▶ **What is expected**: Line by line, retype the data exactly as it is given.

*** Material for this exercise ***

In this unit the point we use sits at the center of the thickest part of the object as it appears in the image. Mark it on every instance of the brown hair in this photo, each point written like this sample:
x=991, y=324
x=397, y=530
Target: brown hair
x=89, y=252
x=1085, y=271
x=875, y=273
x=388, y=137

*** End of Material for this exercise ***

▶ **The answer**:
In this unit the point we use sits at the center of the thickest part of the object as it appears in the image. Mark it on every instance of the brown hair in this photo, each point written like this sample:
x=991, y=324
x=397, y=530
Target: brown hair
x=89, y=252
x=1085, y=271
x=875, y=273
x=388, y=137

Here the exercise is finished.